WHAT TO WORK ON:
Transcribe the lines below word for word, leaving out the pictures.

RECORDS SUPPLIED:
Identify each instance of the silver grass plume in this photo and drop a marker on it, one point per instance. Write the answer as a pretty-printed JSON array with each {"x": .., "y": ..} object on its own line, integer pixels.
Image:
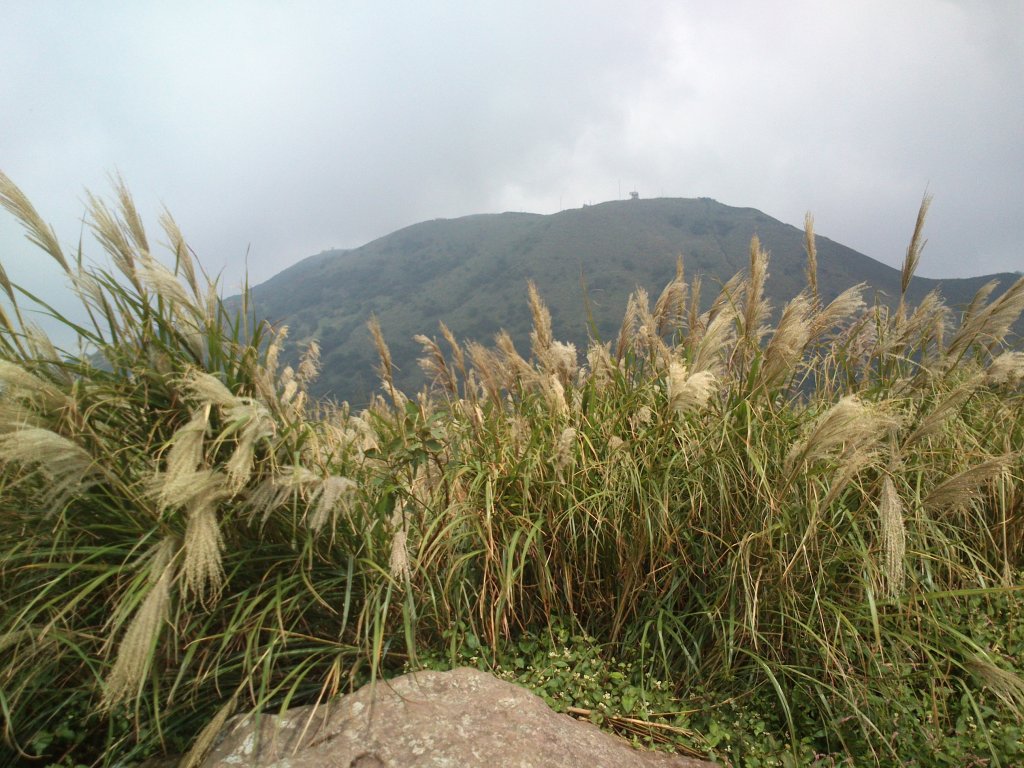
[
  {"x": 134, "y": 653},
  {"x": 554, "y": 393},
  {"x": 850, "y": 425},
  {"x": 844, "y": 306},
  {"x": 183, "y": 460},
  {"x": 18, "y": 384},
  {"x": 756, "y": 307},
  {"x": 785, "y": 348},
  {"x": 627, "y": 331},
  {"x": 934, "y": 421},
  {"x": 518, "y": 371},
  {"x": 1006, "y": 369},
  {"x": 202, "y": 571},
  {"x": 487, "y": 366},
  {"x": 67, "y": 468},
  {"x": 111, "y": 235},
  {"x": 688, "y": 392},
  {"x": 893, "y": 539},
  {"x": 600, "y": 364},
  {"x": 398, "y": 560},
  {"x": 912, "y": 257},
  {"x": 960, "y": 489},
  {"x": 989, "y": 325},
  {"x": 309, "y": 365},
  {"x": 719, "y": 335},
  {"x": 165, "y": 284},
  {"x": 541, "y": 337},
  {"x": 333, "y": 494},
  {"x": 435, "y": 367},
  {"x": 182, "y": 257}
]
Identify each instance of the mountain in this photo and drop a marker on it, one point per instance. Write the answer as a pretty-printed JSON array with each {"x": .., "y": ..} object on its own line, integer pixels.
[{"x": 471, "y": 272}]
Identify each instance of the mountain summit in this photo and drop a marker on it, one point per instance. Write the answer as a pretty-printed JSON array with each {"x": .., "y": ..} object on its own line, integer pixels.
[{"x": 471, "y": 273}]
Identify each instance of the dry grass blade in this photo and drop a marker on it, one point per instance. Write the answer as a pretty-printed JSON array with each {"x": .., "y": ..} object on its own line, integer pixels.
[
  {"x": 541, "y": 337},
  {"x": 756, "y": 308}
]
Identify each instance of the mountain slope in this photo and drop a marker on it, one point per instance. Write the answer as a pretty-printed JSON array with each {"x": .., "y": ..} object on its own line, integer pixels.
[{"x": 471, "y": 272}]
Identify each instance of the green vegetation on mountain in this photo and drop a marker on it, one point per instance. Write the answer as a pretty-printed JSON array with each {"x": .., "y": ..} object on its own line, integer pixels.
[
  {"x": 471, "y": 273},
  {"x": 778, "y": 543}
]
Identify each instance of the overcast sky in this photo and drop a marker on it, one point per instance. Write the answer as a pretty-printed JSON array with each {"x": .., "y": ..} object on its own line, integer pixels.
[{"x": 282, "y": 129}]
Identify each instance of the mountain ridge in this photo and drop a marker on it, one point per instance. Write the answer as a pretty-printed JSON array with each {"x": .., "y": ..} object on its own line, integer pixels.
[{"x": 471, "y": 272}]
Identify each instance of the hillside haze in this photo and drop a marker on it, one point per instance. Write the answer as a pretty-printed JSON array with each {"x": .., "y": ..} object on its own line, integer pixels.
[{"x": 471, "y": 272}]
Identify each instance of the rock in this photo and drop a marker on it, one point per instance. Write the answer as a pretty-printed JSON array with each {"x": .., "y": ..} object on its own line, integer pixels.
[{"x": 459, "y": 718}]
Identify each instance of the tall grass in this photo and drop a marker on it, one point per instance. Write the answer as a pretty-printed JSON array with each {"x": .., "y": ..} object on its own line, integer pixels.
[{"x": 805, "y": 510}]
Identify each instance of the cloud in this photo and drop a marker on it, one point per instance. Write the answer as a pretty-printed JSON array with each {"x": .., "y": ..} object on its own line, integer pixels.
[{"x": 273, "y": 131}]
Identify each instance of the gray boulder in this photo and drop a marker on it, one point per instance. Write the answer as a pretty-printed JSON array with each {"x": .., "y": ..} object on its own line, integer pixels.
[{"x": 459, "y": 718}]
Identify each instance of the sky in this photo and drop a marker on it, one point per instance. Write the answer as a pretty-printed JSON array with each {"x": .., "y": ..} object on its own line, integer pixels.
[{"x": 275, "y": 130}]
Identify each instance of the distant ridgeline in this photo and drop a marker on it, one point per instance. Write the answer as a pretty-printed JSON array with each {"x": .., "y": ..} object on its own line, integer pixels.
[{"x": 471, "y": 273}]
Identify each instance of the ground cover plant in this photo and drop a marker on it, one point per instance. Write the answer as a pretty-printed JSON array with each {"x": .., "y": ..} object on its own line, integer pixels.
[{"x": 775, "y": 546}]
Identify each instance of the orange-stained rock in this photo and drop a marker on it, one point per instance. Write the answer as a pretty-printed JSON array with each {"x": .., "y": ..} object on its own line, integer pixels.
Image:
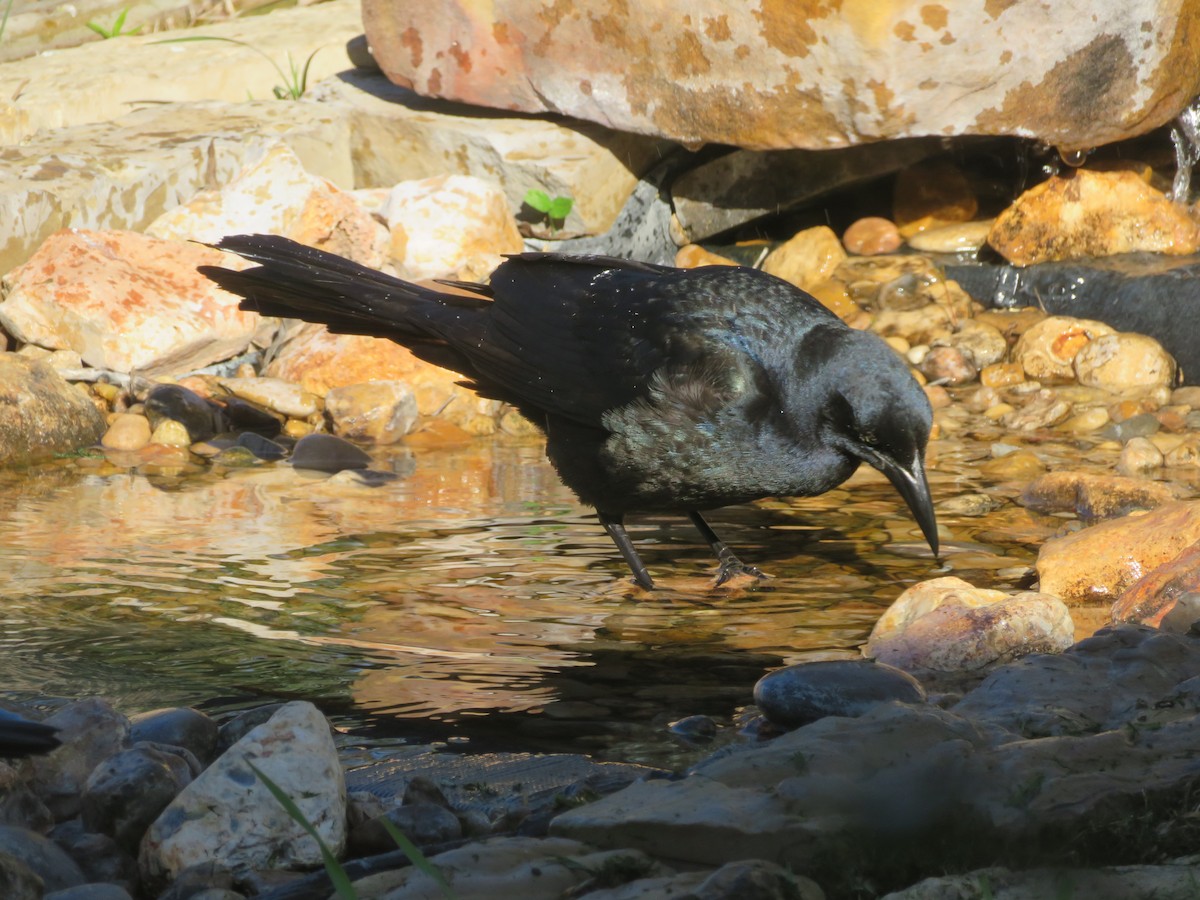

EXERCISE OUTPUT:
Identify each instance of the silver grass plume in this photo and drop a marker on it, one point per instance. Write the answer as a pretty-printed JSON array with each {"x": .., "y": ..} object on its own line, integer pixels.
Image:
[
  {"x": 134, "y": 653},
  {"x": 554, "y": 393},
  {"x": 850, "y": 425},
  {"x": 844, "y": 306},
  {"x": 183, "y": 460},
  {"x": 18, "y": 384},
  {"x": 756, "y": 307},
  {"x": 785, "y": 348},
  {"x": 627, "y": 331},
  {"x": 934, "y": 421},
  {"x": 518, "y": 371},
  {"x": 1006, "y": 369},
  {"x": 202, "y": 571},
  {"x": 487, "y": 366},
  {"x": 67, "y": 468},
  {"x": 111, "y": 235},
  {"x": 688, "y": 392},
  {"x": 893, "y": 539},
  {"x": 600, "y": 364},
  {"x": 398, "y": 560},
  {"x": 912, "y": 257},
  {"x": 960, "y": 489},
  {"x": 989, "y": 325},
  {"x": 309, "y": 365},
  {"x": 719, "y": 335},
  {"x": 165, "y": 284},
  {"x": 541, "y": 337},
  {"x": 333, "y": 494},
  {"x": 435, "y": 367},
  {"x": 182, "y": 257}
]
Identify each instance of the mountain in this photo and drop a marker on it, one point per instance. Write the answer as a pretty-printed JSON array with each {"x": .., "y": ..} object on its own line, integer pixels.
[{"x": 471, "y": 272}]
Identify each instance of the mountain summit in this photo and drop a marker on it, one point per instance. Write the answer as a pretty-printed JSON array with each {"x": .., "y": ..} object on its own line, integer pixels.
[{"x": 471, "y": 273}]
Identify each instance of the dry grass blade in this photo and drop a marker on it, one point per instance. Write the answer as a pretty-printed JSON array with each {"x": .., "y": ..} object on its own line, integer pixels.
[
  {"x": 541, "y": 337},
  {"x": 756, "y": 308}
]
Identify each instance of the mountain slope in this photo and drop a marker on it, one point per instance. Write the answer as a pretty-printed JSON array with each {"x": .., "y": ..} object on its own line, integer pixels.
[{"x": 471, "y": 272}]
Identify each instance of the green vegetation on mountain in this photo and drop a marker on it, one point per instance. Write the answer as a pretty-printed JSON array with each {"x": .., "y": ..} object on its own line, integer pixels.
[
  {"x": 471, "y": 273},
  {"x": 778, "y": 543}
]
Identify each instance of the overcast sky in this photo and drop a marker on it, one point per instance. Write the answer as a pretty-printed JSON array with each {"x": .., "y": ..} object on its own line, integer pixels.
[{"x": 282, "y": 129}]
Identify each instance of the mountain ridge in this photo and drop a marker on it, one point per instance. Write the answer as a pretty-printed JSON array with each {"x": .., "y": ..} object on its own line, integer pixels.
[{"x": 471, "y": 272}]
Identify each instance of the hillside haze in this photo and drop a marker on it, one point per instance. Write the answer as a pretty-printed JSON array with each {"x": .., "y": ..} object on its own line, integer pixels.
[{"x": 471, "y": 272}]
Identify each instance of the rock in this photo and drop a marker on it, one point per instance. Write the answer as a pretty-printed JSON array with each {"x": .., "y": ..} object on its own line, integer pixels.
[{"x": 459, "y": 718}]
Identify each instance of the tall grass in this photo and drop a marker on it, one point per instance. Write the answer as a pretty-printed JSON array with each {"x": .., "y": ..} object on its own line, integer pixels.
[{"x": 805, "y": 510}]
Identify each instance of the cloud in this photo and drop a marker on it, one point per instance. Write the answer as a pretty-printed JSON array with each {"x": .., "y": ..} object on its own line, integer pixels.
[{"x": 273, "y": 131}]
Identify each instance of the gray boulder in this photo and drop a marker on it, one point per instance. Write the answer as a pretty-printed JSON array with each {"x": .., "y": ..} object on its own line, integer pixels.
[{"x": 459, "y": 718}]
Identify each instance of the sky in this photo and drop a marker on it, one point per instance. Write the answer as a pretty-printed JSON array with each {"x": .., "y": ..} object on its own line, integer pixels.
[{"x": 275, "y": 130}]
Identify each instance of the distant ridgeline in this photo and drop a marker on it, one point per instance. Write the answer as a pretty-printed JSON array with each {"x": .., "y": ..} object on its own line, integer pixels.
[{"x": 471, "y": 273}]
Identify each instance of the ground cover plant in this photo and drop a marker on it, one point per instance. Write the answer as a pretty-printed JSON array with each {"x": .., "y": ..} object on its own line, integer pixels.
[{"x": 775, "y": 546}]
Identify each instance of the orange-stained rock in this photo and drop a marker on it, one point per instance. Write the answer as a pretty-printed JSON array with each {"x": .., "y": ..} object on its own line, integer pixels.
Image:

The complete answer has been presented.